** start READING TEXT **

USF anthropologist tells the story of ‘throwaway’ boys
After spending several years unearthing graves and crimes at an infamous, state-operated “school for boys” in Florida’s panhandle, University of South Florida anthropologist Erin Kimmerle has released her harrowing findings to the masses.
Located outside the small town of Marianna, the Arthur G. Dozier School for Boys operated under many names for 111 years before closing in 2011. Reports of abuse emanated from the sprawling, 1,400-acre campus since its opening in 1900.
In 2012, Kimmerle, executive director of the Florida Institute for Forensic Anthropology and Applied Science, began leading a team of researchers to identify possible grave sites. Using ground-penetrating radar and following a lengthy struggle to gain approval for a full excavation, the scientific sleuths uncovered 55 burials.
Published by HarperCollins, We Carry Their Bones is Kimmerle’s true story describing the painstaking process of uncovering the horrors at Dozier.
“One of the things about this story, I think, is that it is probably interesting to so many different people from different backgrounds and with different interests,” said Kimmerle to the Catalyst. “Because at its core, it’s about individual rights, civil rights and how we treat and view children.
“And so, I think that crosses all sorts of lines that are interesting to people.”
In Colson Whitehead’s Pulitzer-Prize-winning 2019 novel The Nickel Boys, an archaeologist from USF uncovers graves at the fictitious Nickel Academy. Whitehead later informs readers that he based the book on the disturbing true story of the Dozier school, and Kimmerle inspired the fictional character.
The cover for We Carry Their Bones features a quote from the celebrated author of The Nickel Boys that sums up Kimmerle’s goal.
“In a corrupt world, Kimmerle’s unflinching revelations are as close as we’ll come to justice,” said Whitehead.

** end READING TEXT **

PROBLEM DETAILS: Reproduce the passage of the Dozier school article starting with "USF anthropologist tells" and going on through "to the masses.".

** start STORED RECORDS **

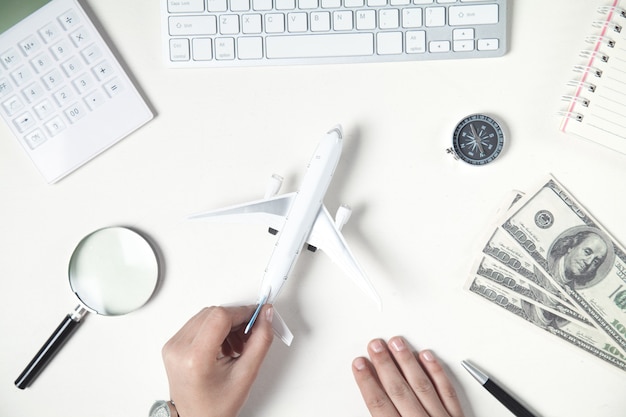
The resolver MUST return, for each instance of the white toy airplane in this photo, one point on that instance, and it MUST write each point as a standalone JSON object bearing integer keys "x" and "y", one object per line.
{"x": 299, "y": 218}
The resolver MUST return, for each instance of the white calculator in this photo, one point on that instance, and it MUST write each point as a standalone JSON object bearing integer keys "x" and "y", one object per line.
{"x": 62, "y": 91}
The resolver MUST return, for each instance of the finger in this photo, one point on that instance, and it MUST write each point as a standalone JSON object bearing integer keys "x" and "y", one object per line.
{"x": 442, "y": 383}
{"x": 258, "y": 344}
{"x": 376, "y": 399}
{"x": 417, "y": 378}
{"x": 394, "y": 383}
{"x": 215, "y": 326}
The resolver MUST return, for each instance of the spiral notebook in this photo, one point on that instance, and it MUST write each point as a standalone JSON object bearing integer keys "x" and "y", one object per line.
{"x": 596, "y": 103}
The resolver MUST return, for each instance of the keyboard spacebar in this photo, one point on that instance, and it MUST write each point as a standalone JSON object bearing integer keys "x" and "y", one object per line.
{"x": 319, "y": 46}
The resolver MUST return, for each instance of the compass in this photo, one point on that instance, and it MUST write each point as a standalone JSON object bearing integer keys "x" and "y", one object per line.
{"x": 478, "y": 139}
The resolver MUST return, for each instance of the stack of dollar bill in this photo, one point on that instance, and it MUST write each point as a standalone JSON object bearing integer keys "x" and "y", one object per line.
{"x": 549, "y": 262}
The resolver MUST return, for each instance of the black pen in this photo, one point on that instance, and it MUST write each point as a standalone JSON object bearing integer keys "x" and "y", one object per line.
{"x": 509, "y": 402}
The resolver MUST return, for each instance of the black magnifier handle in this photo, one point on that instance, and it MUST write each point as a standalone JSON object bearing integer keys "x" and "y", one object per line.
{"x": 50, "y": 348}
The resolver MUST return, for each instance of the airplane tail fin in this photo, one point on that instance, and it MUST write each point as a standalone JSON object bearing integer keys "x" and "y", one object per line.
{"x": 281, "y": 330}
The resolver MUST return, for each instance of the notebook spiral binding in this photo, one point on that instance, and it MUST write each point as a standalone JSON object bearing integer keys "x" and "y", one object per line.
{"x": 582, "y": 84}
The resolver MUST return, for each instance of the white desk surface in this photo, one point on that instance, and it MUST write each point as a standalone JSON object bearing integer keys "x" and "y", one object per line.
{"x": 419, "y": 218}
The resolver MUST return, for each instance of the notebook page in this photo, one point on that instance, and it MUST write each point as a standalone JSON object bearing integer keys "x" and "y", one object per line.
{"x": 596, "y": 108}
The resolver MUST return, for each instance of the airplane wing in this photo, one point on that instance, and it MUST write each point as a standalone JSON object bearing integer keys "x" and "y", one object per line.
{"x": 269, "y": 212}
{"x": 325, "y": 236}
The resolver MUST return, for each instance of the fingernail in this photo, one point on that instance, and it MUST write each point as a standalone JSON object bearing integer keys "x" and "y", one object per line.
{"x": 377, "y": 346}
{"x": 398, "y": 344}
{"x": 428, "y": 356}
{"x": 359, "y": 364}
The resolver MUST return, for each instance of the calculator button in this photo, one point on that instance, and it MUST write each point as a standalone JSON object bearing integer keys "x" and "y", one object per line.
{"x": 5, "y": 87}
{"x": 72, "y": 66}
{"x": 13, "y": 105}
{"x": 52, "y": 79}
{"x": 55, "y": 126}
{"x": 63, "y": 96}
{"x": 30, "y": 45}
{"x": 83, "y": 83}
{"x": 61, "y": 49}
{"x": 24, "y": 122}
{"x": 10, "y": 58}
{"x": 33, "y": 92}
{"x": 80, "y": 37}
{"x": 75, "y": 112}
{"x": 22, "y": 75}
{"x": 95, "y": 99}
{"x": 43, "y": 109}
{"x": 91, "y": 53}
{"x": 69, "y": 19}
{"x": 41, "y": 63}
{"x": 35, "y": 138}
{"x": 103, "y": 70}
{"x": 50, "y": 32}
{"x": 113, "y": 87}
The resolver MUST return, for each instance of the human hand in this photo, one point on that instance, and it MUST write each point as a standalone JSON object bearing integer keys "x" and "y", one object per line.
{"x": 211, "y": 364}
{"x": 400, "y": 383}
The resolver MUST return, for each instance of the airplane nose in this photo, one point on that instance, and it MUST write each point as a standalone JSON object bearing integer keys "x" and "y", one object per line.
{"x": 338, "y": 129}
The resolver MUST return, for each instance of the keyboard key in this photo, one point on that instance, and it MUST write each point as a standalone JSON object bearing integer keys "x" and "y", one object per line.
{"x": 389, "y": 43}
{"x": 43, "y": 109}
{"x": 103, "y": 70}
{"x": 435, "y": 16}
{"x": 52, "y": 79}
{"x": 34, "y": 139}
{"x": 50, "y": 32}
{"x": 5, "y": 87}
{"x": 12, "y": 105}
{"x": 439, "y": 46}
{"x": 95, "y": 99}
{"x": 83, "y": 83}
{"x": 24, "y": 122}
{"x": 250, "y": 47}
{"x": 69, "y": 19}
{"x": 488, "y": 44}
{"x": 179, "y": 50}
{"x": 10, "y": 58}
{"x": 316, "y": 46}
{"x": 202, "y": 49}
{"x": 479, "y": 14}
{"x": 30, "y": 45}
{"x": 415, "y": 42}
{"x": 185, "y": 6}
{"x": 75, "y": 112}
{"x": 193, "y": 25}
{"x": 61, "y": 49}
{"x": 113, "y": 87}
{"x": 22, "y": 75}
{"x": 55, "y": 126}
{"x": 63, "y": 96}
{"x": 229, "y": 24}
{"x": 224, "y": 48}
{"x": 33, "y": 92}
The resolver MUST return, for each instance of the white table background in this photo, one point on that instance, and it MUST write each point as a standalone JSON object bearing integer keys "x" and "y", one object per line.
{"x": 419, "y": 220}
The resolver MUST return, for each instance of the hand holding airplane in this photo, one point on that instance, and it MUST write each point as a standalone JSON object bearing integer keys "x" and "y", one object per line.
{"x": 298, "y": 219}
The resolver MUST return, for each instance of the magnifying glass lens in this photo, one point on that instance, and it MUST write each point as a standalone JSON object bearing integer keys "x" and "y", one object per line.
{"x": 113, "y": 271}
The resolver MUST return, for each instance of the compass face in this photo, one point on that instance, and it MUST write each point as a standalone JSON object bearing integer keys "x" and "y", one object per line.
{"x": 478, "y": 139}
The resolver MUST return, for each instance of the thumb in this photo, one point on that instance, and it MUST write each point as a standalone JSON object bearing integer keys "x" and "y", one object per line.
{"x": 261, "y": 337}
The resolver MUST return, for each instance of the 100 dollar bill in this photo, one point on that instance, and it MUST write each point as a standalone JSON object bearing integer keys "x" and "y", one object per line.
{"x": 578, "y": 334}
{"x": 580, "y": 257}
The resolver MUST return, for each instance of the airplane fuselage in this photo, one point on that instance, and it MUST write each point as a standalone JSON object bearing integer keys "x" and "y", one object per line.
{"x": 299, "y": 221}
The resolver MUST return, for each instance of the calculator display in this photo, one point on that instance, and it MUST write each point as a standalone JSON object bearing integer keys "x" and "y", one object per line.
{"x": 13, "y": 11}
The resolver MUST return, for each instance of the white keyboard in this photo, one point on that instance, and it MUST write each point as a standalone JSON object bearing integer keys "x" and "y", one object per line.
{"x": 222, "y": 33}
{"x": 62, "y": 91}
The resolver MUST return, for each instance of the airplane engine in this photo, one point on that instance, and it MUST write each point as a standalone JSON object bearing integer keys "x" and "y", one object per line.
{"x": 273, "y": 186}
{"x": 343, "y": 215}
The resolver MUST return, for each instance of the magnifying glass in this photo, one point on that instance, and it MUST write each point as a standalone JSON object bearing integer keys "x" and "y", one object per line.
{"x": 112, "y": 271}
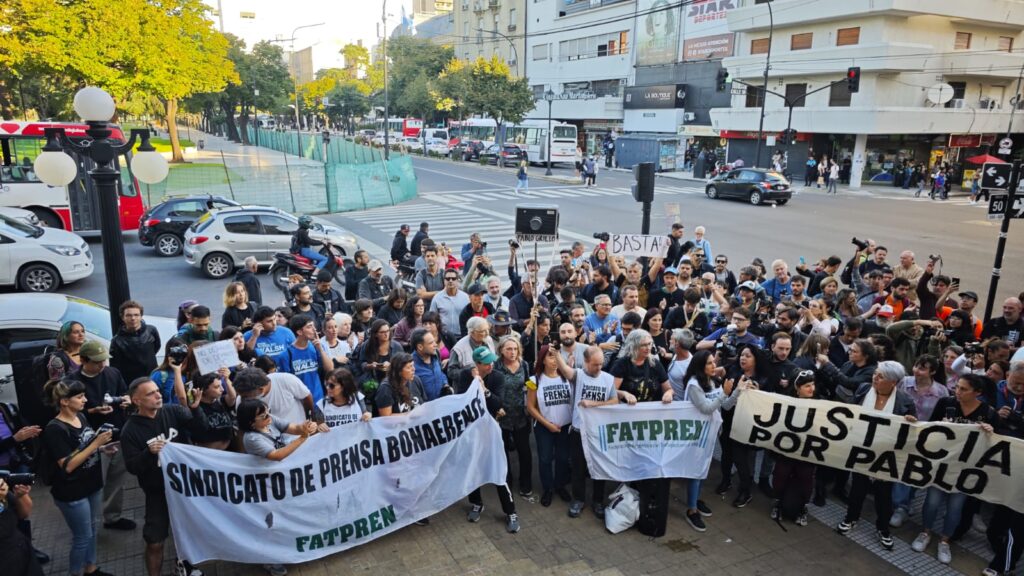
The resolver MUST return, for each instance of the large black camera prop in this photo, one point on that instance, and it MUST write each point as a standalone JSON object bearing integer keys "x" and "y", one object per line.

** end STORED RECORDS **

COMPLETE RESPONSE:
USF anthropologist tells the story of ‘throwaway’ boys
After spending several years unearthing graves and crimes at an infamous, state-operated “school for boys” in Florida’s panhandle, University of South Florida anthropologist Erin Kimmerle has released her harrowing findings to the masses.